[start of QUOTED PASSAGE]

Gary Foshee, a puzzle designer from Issaquah, Wash., posed this puzzle during his talk this past March at Gathering 4 Gardner, a convention of mathematicians, magicians and puzzle enthusiasts held biannually in Atlanta. The convention is inspired by Martin Gardner, the recreational mathematician, expositor and philosopher who died May 22 at age 95. Foshee’s riddle is a beautiful example of the kind of simple, surprising and sometimes controversial bits of mathematics that Gardner prized and shared with others.

“The first thing you think is ‘What has Tuesday got to do with it?’” said Foshee after posing his problem during his talk. “Well, it has everything to do with it.”

Even in that mathematician-filled audience, people laughed and shook their heads in astonishment.

When mathematician Keith Devlin of Stanford University later heard about the puzzle, he too initially thought the information about Tuesday should be irrelevant. But hearing that its provenance was the Gathering 4 Gardner conference, he studied it more carefully. He started first by recalling a simpler version of the question called the Two Children Problem, which Gardner himself posed in a Scientific American column in 1959. It leaves out the information about Tuesday entirely: Suppose that Mr. Smith has two children, at least one of whom is a son. What is the probability both children are boys?

Intuition would suggest that the answer should be 1/2, since the sex of one child is independent of the sex of the other. And indeed, had he been told which child was a boy (say, the younger one), this reasoning would be sufficient. But since the boy could be either the younger or the older child, the analysis is more subtle. Devlin started by listing the children’s sexes in the order of their birth:

Boy, girl
Boy, boy
Girl, boy

Since one child is a boy, we know that girl, girl isn’t a possibility. Of the three approximately equally likely possibilities, one has two boys and two have a girl and a boy — so the probability of two boys is 1/3, not 1/2, Devlin concluded.

He used this same method on the Tuesday birthday puzzle, enumerating the equally likely possibilities for the sex and birth day of each child and then counting them up.

If the older child is a boy born on Tuesday, there are 14 equally likely possibilities for the sex and birth day of his younger sibling: a girl born on any of the seven days of the week or a boy born on any of the seven days of the week. (This analysis ignores minor differences like the fact that slightly more babies are born on weekdays than on weekend days.)

Now suppose that the older child isn’t a boy born on Tuesday. The younger child then must be, of course. Now we count up the possibilities for the sex and birth day of the older child. If she’s a girl, she might have been born on any day of the week, generating seven more possibilities. If he’s a boy, he could have been born any day except Tuesday. (Otherwise this case would already have been counted in the first scenario: the older child a boy born on Tuesday). This second scenario generates just six, rather than seven, more possibilities.

[end of QUOTED PASSAGE]

■ GIVEN EXERCISE A ■
Reproduce the part of the probability puzzle passage that opens with the words containing "Since one child" and closes with "counting them up.".
■ GIVEN EXERCISE B ■
Select every line of the records that contains the word "soccer", paying attention to case.
The text has no connection to the records.

[start of INPUT MATERIAL]

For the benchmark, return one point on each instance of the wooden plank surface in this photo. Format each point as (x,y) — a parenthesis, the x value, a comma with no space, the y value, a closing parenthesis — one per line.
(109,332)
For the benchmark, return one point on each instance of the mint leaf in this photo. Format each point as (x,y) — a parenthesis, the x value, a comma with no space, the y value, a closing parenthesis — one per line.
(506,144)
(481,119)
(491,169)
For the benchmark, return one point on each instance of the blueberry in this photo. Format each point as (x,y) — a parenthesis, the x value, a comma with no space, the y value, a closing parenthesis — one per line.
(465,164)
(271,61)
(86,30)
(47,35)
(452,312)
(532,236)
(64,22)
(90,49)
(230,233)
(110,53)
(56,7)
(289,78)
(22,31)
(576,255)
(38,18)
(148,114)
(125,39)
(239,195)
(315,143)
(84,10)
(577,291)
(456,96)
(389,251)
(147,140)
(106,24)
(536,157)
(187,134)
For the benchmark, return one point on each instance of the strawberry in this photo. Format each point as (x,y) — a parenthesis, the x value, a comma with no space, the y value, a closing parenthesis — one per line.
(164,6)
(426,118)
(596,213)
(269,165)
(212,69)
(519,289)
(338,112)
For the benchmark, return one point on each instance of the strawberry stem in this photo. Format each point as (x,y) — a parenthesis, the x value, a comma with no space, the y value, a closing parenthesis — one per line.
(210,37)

[end of INPUT MATERIAL]
[start of INPUT MATERIAL]

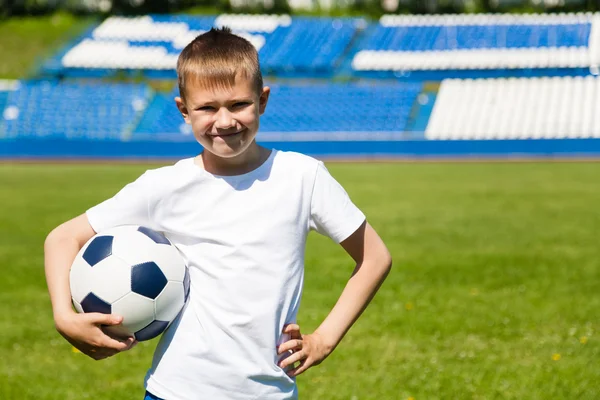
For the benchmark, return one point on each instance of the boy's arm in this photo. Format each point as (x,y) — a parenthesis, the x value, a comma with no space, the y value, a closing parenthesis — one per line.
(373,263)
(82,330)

[end of INPUT MATERIAL]
[start of INPUT MATERIAL]

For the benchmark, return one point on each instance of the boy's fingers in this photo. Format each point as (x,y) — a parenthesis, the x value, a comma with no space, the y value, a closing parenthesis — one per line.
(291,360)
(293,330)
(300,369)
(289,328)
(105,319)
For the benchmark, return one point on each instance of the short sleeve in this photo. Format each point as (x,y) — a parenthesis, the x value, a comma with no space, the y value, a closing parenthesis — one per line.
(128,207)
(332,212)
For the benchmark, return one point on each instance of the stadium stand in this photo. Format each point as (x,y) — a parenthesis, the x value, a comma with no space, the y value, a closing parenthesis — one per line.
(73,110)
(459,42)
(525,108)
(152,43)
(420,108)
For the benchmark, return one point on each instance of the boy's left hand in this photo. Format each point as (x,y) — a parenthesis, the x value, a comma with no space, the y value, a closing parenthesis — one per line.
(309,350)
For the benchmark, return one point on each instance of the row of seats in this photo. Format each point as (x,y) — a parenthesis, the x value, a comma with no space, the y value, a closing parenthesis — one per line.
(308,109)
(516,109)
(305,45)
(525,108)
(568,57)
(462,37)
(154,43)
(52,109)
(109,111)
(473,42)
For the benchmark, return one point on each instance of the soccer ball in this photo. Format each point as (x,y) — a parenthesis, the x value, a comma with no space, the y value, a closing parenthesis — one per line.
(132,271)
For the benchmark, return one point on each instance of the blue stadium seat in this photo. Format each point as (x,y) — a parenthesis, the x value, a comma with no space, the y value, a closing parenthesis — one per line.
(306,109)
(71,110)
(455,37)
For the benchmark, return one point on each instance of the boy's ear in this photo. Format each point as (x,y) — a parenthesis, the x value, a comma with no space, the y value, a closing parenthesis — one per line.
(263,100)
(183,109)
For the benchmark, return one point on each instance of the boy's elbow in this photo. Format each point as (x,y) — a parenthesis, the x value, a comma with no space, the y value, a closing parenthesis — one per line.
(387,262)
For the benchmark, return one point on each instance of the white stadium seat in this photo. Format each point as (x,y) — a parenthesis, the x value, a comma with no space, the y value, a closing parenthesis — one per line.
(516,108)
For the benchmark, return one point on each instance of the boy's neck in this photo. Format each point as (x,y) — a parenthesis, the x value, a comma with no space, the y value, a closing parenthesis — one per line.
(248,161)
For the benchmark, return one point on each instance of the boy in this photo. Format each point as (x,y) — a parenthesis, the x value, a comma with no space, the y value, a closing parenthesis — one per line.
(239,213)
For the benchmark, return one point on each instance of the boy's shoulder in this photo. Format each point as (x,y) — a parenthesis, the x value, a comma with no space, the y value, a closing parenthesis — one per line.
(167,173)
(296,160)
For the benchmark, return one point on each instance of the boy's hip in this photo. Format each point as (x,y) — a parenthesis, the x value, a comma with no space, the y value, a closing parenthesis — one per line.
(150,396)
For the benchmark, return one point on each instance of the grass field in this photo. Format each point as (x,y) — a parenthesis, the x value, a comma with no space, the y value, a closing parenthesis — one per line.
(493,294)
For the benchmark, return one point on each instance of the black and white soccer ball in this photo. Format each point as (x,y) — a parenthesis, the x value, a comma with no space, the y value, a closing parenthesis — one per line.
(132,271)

[end of INPUT MATERIAL]

■ TASK SOLUTION A ■
Since one child is a boy, we know that girl, girl isn’t a possibility. Of the three approximately equally likely possibilities, one has two boys and two have a girl and a boy — so the probability of two boys is 1/3, not 1/2, Devlin concluded.

He used this same method on the Tuesday birthday puzzle, enumerating the equally likely possibilities for the sex and birth day of each child and then counting them up.

■ TASK SOLUTION B ■
For the benchmark, return one point on each instance of the soccer ball in this photo. Format each point as (x,y) — a parenthesis, the x value, a comma with no space, the y value, a closing parenthesis — one per line.
For the benchmark, return one point on each instance of the black and white soccer ball in this photo. Format each point as (x,y) — a parenthesis, the x value, a comma with no space, the y value, a closing parenthesis — one per line.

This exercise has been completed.